* [Your task]
For each line below that holds the word "dark", make a copy.

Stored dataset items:
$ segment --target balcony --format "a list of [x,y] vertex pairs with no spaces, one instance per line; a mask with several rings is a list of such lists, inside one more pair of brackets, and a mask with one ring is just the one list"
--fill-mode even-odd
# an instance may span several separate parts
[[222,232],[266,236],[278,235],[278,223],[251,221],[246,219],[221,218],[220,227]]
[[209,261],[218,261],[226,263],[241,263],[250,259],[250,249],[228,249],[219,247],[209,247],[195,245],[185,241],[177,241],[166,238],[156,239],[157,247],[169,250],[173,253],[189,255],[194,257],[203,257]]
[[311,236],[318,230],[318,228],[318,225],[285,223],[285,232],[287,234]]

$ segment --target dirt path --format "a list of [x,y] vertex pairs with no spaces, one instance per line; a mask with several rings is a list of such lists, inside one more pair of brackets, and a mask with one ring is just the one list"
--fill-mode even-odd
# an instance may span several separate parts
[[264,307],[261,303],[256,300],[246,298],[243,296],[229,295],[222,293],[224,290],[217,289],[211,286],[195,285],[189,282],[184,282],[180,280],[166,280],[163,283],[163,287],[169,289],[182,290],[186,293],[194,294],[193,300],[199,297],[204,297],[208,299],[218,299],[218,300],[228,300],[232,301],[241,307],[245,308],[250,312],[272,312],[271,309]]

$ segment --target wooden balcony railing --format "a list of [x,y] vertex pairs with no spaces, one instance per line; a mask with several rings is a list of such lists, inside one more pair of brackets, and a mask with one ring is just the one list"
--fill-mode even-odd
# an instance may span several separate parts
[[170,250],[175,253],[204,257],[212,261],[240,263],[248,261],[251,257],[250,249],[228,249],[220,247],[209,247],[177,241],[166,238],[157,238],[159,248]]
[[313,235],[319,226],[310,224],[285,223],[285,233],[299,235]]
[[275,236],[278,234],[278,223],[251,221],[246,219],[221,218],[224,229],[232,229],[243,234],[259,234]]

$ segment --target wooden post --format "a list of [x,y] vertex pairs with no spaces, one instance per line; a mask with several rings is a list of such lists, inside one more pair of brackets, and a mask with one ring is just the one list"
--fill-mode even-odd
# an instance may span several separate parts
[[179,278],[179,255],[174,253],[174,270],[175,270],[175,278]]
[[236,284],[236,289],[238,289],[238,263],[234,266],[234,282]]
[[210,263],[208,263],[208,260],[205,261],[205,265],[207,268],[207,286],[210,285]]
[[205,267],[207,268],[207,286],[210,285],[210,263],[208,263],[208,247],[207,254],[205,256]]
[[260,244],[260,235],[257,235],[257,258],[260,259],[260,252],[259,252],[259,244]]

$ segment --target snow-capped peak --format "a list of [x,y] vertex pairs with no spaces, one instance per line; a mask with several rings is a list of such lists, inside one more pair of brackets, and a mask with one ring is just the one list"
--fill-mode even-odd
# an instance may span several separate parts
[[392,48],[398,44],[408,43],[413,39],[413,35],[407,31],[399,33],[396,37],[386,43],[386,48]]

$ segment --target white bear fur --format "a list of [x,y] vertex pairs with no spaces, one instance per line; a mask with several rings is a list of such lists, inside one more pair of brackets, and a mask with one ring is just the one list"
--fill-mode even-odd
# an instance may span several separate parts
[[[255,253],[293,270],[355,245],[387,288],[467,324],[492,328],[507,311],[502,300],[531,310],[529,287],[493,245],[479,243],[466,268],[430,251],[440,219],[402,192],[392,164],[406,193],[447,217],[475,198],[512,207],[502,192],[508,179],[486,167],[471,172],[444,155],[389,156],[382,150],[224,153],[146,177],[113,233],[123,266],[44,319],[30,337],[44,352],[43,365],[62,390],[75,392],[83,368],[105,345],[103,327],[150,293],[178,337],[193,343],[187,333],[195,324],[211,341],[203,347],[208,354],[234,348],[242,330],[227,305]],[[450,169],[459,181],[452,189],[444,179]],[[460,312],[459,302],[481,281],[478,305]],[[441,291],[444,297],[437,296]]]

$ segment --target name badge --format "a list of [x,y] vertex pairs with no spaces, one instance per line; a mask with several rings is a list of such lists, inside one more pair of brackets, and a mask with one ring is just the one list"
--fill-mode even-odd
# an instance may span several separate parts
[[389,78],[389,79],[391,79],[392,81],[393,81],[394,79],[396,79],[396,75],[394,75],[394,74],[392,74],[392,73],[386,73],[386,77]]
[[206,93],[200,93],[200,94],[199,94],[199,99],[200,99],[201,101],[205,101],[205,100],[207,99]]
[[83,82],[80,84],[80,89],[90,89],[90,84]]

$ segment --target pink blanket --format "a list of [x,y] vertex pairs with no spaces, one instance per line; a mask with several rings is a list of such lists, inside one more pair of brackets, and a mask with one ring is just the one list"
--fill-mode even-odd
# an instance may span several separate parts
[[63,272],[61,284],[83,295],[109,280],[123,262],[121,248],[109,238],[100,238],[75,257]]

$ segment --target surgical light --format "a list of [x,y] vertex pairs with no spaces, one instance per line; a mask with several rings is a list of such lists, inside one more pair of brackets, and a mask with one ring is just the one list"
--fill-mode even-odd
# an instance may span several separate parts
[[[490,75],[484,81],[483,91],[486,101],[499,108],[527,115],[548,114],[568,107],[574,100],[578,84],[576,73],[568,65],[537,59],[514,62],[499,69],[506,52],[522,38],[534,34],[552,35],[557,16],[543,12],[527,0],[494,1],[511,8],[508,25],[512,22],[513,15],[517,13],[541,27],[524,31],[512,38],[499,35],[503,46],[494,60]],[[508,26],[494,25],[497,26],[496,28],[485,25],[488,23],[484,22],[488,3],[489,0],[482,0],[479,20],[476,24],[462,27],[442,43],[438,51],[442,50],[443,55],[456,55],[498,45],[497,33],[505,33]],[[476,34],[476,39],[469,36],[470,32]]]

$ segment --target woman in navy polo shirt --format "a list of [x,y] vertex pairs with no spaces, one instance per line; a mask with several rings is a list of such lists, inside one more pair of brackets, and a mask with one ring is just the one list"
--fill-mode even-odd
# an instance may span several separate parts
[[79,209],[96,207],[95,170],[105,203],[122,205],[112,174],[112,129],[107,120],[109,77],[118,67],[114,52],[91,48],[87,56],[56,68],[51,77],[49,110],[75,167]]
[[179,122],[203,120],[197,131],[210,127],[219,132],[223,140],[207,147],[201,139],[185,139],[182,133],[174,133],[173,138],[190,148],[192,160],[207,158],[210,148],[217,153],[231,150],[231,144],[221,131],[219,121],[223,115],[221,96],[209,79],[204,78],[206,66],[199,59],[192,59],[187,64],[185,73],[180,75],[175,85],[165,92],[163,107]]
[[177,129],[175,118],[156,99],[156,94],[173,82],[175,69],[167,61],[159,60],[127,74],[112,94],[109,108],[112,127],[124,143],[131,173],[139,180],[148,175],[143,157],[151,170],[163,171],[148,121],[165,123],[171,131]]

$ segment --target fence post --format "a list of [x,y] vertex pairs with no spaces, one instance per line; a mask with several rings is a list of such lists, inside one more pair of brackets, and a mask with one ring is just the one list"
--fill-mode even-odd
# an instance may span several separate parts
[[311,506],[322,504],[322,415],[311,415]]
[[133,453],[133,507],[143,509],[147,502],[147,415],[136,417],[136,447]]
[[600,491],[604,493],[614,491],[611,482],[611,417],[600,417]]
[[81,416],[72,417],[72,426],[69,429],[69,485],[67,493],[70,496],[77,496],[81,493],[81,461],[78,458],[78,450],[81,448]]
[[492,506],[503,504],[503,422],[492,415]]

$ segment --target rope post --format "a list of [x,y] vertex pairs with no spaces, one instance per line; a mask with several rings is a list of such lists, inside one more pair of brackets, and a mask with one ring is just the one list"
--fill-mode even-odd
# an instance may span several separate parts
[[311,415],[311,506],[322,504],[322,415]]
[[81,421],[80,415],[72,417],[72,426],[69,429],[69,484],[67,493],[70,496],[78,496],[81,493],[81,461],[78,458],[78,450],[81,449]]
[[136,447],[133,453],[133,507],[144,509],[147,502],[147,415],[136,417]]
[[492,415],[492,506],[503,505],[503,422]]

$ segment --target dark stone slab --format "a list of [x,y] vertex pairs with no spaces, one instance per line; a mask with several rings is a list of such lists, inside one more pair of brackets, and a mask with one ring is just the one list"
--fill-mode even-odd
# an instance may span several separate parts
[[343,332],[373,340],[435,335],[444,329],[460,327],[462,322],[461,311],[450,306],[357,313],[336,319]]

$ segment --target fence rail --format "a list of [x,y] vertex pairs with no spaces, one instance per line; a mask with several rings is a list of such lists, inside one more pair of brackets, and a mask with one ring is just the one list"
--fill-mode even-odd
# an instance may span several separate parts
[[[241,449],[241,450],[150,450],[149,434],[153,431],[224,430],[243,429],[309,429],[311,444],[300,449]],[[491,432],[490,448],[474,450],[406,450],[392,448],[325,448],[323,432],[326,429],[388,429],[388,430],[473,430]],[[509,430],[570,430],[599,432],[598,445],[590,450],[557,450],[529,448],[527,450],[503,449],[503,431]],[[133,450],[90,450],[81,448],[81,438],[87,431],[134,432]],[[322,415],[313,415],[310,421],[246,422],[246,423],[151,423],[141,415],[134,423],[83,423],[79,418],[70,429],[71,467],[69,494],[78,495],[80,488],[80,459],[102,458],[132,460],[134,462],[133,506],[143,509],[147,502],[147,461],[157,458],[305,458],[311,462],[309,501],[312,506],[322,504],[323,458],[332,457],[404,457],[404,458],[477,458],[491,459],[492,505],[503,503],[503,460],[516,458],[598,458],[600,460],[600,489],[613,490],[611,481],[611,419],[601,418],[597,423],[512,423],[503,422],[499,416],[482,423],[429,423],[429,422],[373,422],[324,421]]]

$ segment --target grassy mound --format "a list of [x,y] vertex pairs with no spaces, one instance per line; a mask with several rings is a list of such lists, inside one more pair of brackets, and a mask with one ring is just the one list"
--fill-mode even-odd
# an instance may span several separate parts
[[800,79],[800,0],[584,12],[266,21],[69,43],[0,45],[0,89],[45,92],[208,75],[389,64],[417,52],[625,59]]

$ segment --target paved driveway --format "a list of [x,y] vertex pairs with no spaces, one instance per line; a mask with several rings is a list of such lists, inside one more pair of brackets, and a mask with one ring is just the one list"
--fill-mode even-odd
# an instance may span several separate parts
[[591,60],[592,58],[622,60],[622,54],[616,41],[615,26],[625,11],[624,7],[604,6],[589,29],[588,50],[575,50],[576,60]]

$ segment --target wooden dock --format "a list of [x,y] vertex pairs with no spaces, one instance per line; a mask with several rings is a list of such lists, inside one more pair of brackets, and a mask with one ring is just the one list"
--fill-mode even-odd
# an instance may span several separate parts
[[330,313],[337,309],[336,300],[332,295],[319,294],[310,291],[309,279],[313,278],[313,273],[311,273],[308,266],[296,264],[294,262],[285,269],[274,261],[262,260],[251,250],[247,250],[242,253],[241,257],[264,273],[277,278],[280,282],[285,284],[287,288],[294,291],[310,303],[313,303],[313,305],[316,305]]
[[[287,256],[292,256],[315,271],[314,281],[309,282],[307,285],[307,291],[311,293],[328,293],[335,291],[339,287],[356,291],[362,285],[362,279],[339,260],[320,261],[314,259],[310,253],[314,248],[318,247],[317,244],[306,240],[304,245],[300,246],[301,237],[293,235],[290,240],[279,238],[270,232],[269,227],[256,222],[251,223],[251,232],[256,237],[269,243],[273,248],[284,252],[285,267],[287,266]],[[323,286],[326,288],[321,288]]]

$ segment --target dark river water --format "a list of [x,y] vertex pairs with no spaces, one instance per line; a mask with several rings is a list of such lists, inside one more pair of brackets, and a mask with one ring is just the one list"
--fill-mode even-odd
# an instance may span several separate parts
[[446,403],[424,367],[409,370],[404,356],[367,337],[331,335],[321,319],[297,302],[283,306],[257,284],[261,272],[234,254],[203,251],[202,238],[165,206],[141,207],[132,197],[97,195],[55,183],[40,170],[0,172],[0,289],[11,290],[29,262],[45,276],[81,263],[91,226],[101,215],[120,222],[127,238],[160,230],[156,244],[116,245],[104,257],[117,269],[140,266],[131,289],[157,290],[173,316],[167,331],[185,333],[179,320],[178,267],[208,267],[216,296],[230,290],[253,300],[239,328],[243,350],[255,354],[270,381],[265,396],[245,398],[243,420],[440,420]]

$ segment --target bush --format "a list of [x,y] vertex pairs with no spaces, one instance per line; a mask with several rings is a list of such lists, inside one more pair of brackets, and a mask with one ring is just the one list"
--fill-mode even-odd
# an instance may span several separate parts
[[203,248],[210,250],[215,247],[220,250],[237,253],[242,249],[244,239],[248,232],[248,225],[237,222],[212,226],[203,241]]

* [Exercise answer]
$ segment --target dark stone slab --format "a list of [x,y] vertex pairs with no spaces, one instance per line; a mask with several rings is a list of such lists, inside one more pair of brackets, and a mask with one ring is just the one list"
$ segment --target dark river water --format "a list of [x,y] vertex pairs with no spaces, one instance per line; a mask with several rings is a list of such lists, inside one more pair of brackets, and a mask with one ring is just the one list"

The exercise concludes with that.